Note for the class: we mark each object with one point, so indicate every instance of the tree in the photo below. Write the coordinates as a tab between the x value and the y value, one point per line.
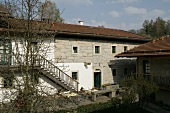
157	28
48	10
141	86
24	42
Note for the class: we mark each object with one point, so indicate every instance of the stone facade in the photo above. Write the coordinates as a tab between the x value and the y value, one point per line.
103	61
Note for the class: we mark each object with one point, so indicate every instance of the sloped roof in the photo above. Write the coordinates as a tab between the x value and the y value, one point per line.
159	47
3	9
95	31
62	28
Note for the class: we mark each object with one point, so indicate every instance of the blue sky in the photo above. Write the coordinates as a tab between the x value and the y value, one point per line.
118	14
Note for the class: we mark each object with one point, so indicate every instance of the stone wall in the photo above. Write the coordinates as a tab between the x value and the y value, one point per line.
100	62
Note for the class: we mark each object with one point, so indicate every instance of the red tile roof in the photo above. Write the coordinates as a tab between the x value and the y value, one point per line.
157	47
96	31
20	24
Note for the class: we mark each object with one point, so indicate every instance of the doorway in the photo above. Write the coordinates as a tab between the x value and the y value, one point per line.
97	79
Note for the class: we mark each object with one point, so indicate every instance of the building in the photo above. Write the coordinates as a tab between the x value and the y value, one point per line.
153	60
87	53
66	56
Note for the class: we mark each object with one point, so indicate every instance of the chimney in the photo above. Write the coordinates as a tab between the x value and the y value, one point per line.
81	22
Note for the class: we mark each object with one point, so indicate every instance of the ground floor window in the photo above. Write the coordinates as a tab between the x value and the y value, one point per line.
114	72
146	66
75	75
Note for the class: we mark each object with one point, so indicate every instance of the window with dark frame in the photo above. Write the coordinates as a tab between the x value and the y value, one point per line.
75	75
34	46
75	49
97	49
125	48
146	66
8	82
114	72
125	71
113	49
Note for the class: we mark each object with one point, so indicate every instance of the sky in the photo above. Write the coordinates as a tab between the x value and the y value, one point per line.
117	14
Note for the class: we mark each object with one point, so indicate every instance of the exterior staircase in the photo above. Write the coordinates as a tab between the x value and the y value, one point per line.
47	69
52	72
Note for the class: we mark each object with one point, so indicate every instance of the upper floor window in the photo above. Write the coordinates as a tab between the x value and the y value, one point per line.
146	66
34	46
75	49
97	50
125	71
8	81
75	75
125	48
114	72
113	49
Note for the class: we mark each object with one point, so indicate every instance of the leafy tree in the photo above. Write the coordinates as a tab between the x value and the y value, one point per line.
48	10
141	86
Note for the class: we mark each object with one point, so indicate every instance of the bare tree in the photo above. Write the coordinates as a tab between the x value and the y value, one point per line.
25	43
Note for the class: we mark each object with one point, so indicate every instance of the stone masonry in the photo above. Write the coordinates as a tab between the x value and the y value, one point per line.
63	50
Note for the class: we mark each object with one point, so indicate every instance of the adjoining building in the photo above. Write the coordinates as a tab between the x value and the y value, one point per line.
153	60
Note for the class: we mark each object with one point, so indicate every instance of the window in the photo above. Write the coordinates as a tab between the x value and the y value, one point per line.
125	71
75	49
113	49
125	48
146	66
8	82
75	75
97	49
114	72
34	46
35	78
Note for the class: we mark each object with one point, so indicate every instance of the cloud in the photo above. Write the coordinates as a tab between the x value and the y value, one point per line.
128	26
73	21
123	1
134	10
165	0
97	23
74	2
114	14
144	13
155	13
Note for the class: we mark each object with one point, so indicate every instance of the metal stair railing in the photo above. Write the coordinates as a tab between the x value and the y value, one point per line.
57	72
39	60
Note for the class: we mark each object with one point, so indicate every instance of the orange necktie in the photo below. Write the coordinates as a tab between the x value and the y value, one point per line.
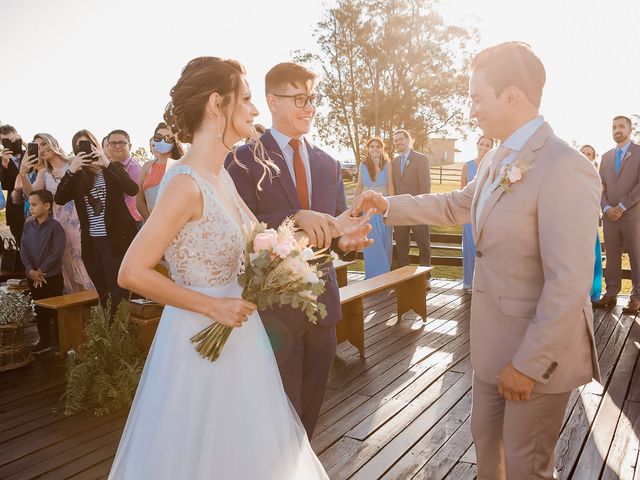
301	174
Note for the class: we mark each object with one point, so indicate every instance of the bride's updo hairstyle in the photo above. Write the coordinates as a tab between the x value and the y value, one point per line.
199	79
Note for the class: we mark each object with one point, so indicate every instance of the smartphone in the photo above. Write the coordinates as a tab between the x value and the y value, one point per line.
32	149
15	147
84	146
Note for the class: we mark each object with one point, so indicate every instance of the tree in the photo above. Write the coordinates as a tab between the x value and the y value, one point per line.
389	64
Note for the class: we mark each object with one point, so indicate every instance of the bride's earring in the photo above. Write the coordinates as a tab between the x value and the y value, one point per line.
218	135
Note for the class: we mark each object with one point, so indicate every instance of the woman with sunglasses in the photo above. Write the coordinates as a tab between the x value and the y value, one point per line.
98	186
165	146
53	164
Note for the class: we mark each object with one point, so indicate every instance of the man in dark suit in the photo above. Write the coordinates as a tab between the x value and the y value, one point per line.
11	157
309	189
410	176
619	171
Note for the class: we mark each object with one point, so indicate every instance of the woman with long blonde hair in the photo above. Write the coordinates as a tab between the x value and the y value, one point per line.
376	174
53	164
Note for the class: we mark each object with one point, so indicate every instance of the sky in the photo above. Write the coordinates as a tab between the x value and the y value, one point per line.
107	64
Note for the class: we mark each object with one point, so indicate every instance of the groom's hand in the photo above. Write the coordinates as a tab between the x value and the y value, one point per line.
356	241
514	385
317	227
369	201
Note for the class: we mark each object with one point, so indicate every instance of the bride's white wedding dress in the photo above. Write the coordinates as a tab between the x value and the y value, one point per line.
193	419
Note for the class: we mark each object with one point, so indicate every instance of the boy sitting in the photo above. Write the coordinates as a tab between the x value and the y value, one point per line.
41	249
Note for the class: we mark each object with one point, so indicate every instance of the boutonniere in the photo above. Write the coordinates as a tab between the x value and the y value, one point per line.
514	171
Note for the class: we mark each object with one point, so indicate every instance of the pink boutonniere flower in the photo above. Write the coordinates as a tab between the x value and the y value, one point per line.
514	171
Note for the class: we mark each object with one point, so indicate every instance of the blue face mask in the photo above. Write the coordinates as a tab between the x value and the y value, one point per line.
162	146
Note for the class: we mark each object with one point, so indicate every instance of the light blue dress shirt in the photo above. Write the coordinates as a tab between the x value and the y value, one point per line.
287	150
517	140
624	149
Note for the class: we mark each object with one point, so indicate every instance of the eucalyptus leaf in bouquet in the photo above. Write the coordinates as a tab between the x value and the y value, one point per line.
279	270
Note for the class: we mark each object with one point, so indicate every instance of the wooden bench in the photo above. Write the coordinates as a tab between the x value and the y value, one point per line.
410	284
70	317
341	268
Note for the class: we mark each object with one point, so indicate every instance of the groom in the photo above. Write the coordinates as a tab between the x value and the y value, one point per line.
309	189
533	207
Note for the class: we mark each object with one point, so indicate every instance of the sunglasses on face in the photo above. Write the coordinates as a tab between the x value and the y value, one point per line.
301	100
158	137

§ §

**Exercise objective:** Set down the material above word for word and skip its pictures.

**Final answer:**
Note for the class: we mark each object with one point, so indicate every instance of the tree in the photo below. Write the coordinates as a tab between the x value and the y value, one point per line.
157	28
48	10
141	86
24	42
Note for the class: we mark each object with one point, so indicate every instance of the stone facade in the photo above. Write the coordinates as a tab between the x value and the y value, one point per line.
103	61
Note for the class: we mark each object with one point, so indicate every instance of the sloped roof in the photo above. Write the coordinates as a tab between the x value and the y value, one point per line.
159	47
3	9
95	31
62	28
Note for the class: we mark each object with one point, so indicate every instance of the blue sky in the photo above. Write the coordinates as a tab between the x value and the y value, one point per line.
118	14
Note for the class: we mark each object with one point, so indicate every instance of the stone wall in the photo above. Write the coordinates as a tab between the x value and the y value, one point per line.
100	62
Note for the class: we mark each object with one point, so indicate every instance of the red tile roof in the photo above. Write the coordinates as a tab between the x value and the y value, one point per line.
157	47
96	31
20	24
Note for the class: we mark each object with one point, so indicate every instance of the doorway in the photo above. Write the coordinates as a tab between the x value and the y value, one point per line.
97	79
Note for the class: we mark each object with one point, so indicate every instance of the building in the photo above. Write the coordinates as a tab between the x value and the y value, one point per line.
153	60
87	53
66	56
Note for the class: we mark each object with one point, so indicate every instance of the chimney in the photo above. Write the coordinates as a tab between the x value and the y value, one point per line.
81	22
Note for the class: we mark each object with one point, so indicate every instance of the ground floor window in the photo above. Write the coordinates as a tab between the x value and the y value, one point per line.
114	72
146	66
75	75
Note for the class: we mark each object with one point, so indicate every instance of the window with dark frame in the photo above. Write the coordinates as a tab between the x value and the y value, one point per line.
75	75
34	46
75	49
97	49
125	48
146	66
8	82
114	72
125	71
113	49
Note for the class: we mark each object with one point, so indicate every instance of the sky in the photo above. Write the coordinates as a tab between the x value and the y value, one point per line.
117	14
Note for the class: we mark each object with one point, so indicate every instance of the exterior staircase in the photo above. Write the coordinates as a tab between the x value and the y value, one point per line.
47	69
52	72
Note for the class: we mark each object with one point, so indicate every instance of the upper floor window in the photo above. Write the coordinates as a tab between the x value and the y value, one point per line.
146	66
34	46
75	49
97	50
125	71
8	81
75	75
125	48
114	72
113	49
Note for the class: we mark each object with one point, so indicate every instance of the leafy tree in the photo above. Write the coordinates as a tab between the x value and the y value, one point per line.
48	10
141	86
Note for the class: we mark each object with one point, so indicate every instance of the bare tree in the photo above. Write the coordinates as a tab between the x value and the y value, one point per line.
25	43
Note for the class: we mark each object with one point, so indicate every instance of the stone masonry in the photo above. Write the coordinates as a tab between the x value and the y value, one point per line.
63	50
Note for the class: we mark each object with one point, so indicate every instance of the adjoining building in the photo above. Write the coordinates as a tab between the x value and the y value, one point per line.
153	60
Note for the class: we mark each object with one point, so indicate every instance of the window in the photo above. Write the coordinates as a tab between the x value and the y value, one point per line.
125	71
75	49
113	49
125	48
146	66
8	82
75	75
97	49
114	72
34	46
35	78
Note for the class: we mark each object with one point, so indicate every instance of the cloud in the photo above. Write the coordinates as a tab between the x value and the y value, one point per line.
128	26
73	21
123	1
134	10
165	0
97	23
74	2
114	14
144	13
155	13
Note for the class: we mark each object with one point, so indicate every instance of the metal stair railing in the photo above. Write the coordinates as a tab between the x value and the y value, one point per line.
57	72
39	60
Note for the class: we mark each object with one point, so indicate every instance of the orange necktie in the photo below. Write the coordinates as a tab between the x value and the y value, one point per line.
301	174
Note for the class: we mark each object with one point, so indicate every instance of the bride's updo hairstyle in the photo above. Write the coordinates as a tab between the x value and the y value, one point per line.
199	79
Note for the class: we mark each object with one point, so indicate every instance of the smartphone in the photo above. Write the coordinates as a tab between the x value and the y value, one point per line.
32	149
15	147
84	146
Note for the class: we mark each object with one point, so indicate every instance of the tree in the photo above. Write the coordinates as a tab between the x value and the y value, one point per line.
389	64
Note for the class: we mark each object with one point, so indicate every instance of the bride's earring in the photo above. Write the coordinates as a tab between the x value and the y value, one point per line.
218	135
Note for the class: we mark each object with one point, so indicate every instance of the woman with sunglasses in the photo above. Write the coordinates as a tab between the x value and the y value, one point per line.
98	186
165	146
53	164
Note for the class: we mark each object with one point, so indicate every instance of the man in dark suit in the photo above. Write the coordinates as a tab between the x value and the y value, one point per line.
11	157
309	189
410	176
619	171
Note for the class: we mark each object with one point, so indicate every instance of the woman with long blonde hair in the photo above. Write the coordinates as a tab between the x value and the y value, one point per line.
376	174
53	164
Note for the class: we mark each object with one point, so indicate every instance of the sky in the photo above. Write the coordinates as a tab between the x value and the y value, one point per line.
107	64
Note for the class: we mark each object with one point, so indicate every instance of the groom's hand in the photo above. Write the coordinates as a tab between the x value and the y value, one point per line.
356	241
514	385
317	227
369	201
Note for the class: we mark each object with one point, so indicate every instance of the bride's white wedding dress in the photo above. Write the coordinates as a tab between the x value and the y value, one point per line.
193	419
Note for the class: we mark each object with one point, so indicate every instance of the boy sitting in the photo above. Write the coordinates as a tab between the x value and the y value, one point per line.
41	249
Note for the class: we mark each object with one point, so indicate every instance of the boutonniere in the photo above. Write the coordinates as a tab between the x value and the y value, one point per line.
514	171
Note for the class: we mark each object with one point, so indicate every instance of the pink boutonniere flower in the photo above. Write the coordinates as a tab between the x value and the y value, one point per line.
514	171
Note for the class: we mark each object with one point, so indicate every instance of the blue face mask in the photo above. Write the coordinates as a tab between the x value and the y value, one point per line.
162	146
Note for the class: we mark each object with one point, so indicate every instance of the light blue dress shirt in the photo above. Write the coordinates as a tab between the x value and the y value, one point per line.
287	150
517	140
624	149
Note for the class: we mark each object with one point, so indicate every instance of the eucalyptus leaf in bouquet in the photo above. Write the coordinates as a tab between the x value and the y value, one point per line.
279	270
Note for the class: we mark each object with one point, so indicate every instance of the wooden bench in the photo above. Write the coordinates as a tab between the x value and the y value, one point per line.
410	284
70	317
341	268
Note for the class: we mark each object with one point, so indicate every instance of the groom in the photo above. Write the coordinates as a tab between the x value and the y value, one point per line.
309	189
533	207
Note for the class: we mark each object with one point, so indicate every instance of the sunglasses on face in the photo above. Write the coordinates as a tab between the x value and the y value, one point per line.
301	100
158	137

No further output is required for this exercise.